Retype each entry below exactly as it stands.

• [MATERIAL FOR THIS TASK]:
════════════════

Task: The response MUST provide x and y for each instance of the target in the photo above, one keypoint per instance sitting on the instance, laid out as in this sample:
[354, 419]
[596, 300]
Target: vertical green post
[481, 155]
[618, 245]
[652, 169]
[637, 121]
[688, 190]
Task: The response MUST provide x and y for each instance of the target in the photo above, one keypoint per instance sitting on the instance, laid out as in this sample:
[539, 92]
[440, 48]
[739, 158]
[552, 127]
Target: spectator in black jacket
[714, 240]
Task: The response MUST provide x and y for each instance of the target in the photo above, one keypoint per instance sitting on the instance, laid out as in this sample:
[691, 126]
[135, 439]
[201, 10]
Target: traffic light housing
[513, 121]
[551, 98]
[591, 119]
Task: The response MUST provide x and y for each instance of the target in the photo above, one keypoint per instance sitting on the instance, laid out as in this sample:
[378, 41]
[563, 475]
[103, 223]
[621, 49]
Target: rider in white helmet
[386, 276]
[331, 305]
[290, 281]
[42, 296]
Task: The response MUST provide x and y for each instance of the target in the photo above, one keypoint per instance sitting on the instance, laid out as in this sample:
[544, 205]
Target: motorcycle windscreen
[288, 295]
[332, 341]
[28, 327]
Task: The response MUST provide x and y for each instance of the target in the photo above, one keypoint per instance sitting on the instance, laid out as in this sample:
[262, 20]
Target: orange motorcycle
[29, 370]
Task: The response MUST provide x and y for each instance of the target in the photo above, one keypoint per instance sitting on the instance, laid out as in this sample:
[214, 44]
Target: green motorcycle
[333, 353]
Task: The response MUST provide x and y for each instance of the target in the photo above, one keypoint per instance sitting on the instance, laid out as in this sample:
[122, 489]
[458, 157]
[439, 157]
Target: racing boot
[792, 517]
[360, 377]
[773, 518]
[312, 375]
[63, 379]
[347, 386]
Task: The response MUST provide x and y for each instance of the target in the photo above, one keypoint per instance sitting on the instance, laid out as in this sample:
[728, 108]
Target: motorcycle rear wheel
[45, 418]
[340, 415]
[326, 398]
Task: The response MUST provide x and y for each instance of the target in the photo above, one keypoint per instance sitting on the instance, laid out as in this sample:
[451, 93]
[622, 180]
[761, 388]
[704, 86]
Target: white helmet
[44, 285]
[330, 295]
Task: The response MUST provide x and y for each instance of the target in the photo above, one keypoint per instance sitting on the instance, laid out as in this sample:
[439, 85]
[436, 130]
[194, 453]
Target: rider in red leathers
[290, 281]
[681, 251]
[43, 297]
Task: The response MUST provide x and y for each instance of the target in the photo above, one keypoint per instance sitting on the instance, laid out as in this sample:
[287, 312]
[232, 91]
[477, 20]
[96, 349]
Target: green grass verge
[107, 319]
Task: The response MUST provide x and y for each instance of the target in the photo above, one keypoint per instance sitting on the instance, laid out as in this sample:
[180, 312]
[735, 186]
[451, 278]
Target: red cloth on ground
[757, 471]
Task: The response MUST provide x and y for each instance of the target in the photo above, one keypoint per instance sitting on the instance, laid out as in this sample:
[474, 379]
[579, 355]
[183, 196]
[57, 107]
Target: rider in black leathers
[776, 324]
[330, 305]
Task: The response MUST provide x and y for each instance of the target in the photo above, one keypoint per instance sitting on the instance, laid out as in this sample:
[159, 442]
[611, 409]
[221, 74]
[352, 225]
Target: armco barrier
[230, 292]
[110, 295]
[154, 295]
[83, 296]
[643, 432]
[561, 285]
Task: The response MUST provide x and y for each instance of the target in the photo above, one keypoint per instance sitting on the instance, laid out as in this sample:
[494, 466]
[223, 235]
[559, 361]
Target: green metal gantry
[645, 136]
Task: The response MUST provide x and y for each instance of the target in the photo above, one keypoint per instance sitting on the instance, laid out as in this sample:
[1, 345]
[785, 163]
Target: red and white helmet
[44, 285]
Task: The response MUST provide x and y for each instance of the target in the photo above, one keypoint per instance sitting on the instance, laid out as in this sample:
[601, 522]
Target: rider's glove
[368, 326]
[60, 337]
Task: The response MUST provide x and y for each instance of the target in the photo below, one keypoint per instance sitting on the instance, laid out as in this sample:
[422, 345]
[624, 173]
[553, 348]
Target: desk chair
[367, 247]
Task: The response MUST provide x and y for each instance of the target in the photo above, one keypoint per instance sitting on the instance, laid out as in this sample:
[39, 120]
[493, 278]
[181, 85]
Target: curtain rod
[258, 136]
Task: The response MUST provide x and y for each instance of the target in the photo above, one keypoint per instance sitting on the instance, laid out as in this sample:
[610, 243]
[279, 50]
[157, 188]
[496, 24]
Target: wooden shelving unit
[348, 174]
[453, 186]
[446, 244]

════════════════

• [OUTPUT]:
Task: The response MUST provide x and y for each instance of the target in the photo above, one keypoint per instance sitting on the instance, laid out as in this sample:
[354, 419]
[596, 300]
Target: vertical green post
[481, 155]
[618, 245]
[652, 169]
[637, 121]
[688, 190]
Task: The response MUST provide x and y for each instance of the target in the photo above, one keypoint per instance sitting on the instance, laid out as in this sample:
[539, 92]
[440, 48]
[739, 158]
[552, 127]
Target: spectator in black jacket
[714, 240]
Task: The response MUST provide x and y for each instance of the target in the photo above, one keypoint per instance sitting on the instance, laid out as in this sample:
[691, 126]
[135, 439]
[201, 10]
Target: traffic light housing
[513, 121]
[551, 98]
[591, 119]
Task: The response MUST provide x and y for each instance of the target in the photo above, one keypoint per instance sitting on the instance, laid out as in this sample:
[378, 41]
[563, 475]
[103, 223]
[621, 49]
Target: rider in white helmet
[386, 276]
[331, 305]
[290, 281]
[42, 296]
Task: The response MUST provide x and y for each instance of the target in the photo above, one keypoint per instance sitting on the instance, laid out as in this sample:
[544, 205]
Target: motorcycle windscreen
[288, 295]
[332, 341]
[28, 327]
Task: The response MUST provide x and y for each instance of the target in the photo above, one keypoint per instance sitting on the instance, laid out as in this sample:
[262, 20]
Target: orange motorcycle
[29, 370]
Task: The response MUST provide x and y for each instance of the target in the photo above, one keypoint per instance sitting on the instance, laid out as in this sample:
[214, 44]
Target: green motorcycle
[333, 353]
Task: The response MUST provide x and y for each instance of the target in the photo above, one keypoint per instance sitting on the instance, laid out as in this sample:
[122, 489]
[458, 157]
[439, 157]
Target: racing boot
[792, 517]
[360, 377]
[773, 518]
[312, 375]
[63, 379]
[347, 386]
Task: The response MUST provide x and y for each instance of the target in the photo above, one keypoint per instance sitting on the instance, laid out as in this sample:
[728, 108]
Target: motorcycle rear wheel
[45, 418]
[340, 415]
[326, 398]
Task: The response MUST provide x and y for each instance of the target in the photo above, one keypoint per instance sitting on the instance, laid out as in this sample:
[451, 93]
[622, 180]
[761, 388]
[704, 86]
Target: white helmet
[44, 285]
[330, 295]
Task: The response MUST provide x and y for each instance of the target in the photo above, one keypoint per instance sitting on the instance, laid out as in this sample:
[439, 85]
[436, 130]
[194, 453]
Target: rider in red leathers
[290, 281]
[681, 251]
[43, 297]
Task: The response MUST provide x and y for each instance of the target in the photo above, one keypoint per instance sitting on the instance, laid out as in this sample:
[287, 312]
[232, 91]
[477, 20]
[96, 349]
Target: green grass verge
[107, 319]
Task: The response MUST provide x and y for each instance of the target in the photo above, one keypoint per instance sitting on the instance, laid out as in this sample:
[180, 312]
[735, 186]
[451, 278]
Target: red cloth on ground
[757, 471]
Task: The response MUST provide x and y for each instance of the target in the photo above, one keypoint per instance sitting on the instance, laid out as in this sample:
[474, 379]
[579, 355]
[183, 196]
[57, 107]
Target: rider in black leathers
[776, 324]
[330, 305]
Task: The response MUST provide x and y for each instance of the target in the photo above, one keypoint per instance sitting on the instance, laid out as in this sample:
[159, 442]
[611, 409]
[221, 74]
[352, 225]
Target: armco barrier
[230, 292]
[110, 295]
[154, 295]
[83, 296]
[643, 432]
[561, 285]
Task: The response MUST provide x and y for each instance of the target in the photo above, one keypoint per instance sitting on the instance, laid out as in this sample:
[494, 466]
[223, 235]
[559, 361]
Target: green metal gantry
[645, 136]
Task: The response MUST provide x and y for each instance of the target in the photo above, one keypoint per instance sitting on the instance, laid out as in this sample:
[1, 345]
[785, 163]
Target: red and white helmet
[44, 285]
Task: The response MUST provide x and y for each instance of the target in the photo above, one keypoint per instance sitting on the instance, laid out as in this sample:
[601, 522]
Target: rider's glove
[368, 326]
[60, 337]
Task: The response MUST provide x and y for each instance of the target in the photo below, one keypoint per instance sitting on the instance, laid out as in this sample:
[422, 345]
[624, 173]
[553, 348]
Target: desk chair
[367, 247]
Task: The response MUST provide x and y for each instance of the target in the photo above, one keypoint per instance sitting on the instance, laid out as in this sample:
[39, 120]
[493, 278]
[181, 85]
Target: curtain rod
[258, 136]
Task: The response MUST provide x and y for each instance of the target in the photo above, one keypoint per instance sitting on the instance, laid out as in this sample:
[610, 243]
[279, 50]
[157, 188]
[496, 24]
Target: wooden shelving unit
[348, 174]
[453, 186]
[446, 244]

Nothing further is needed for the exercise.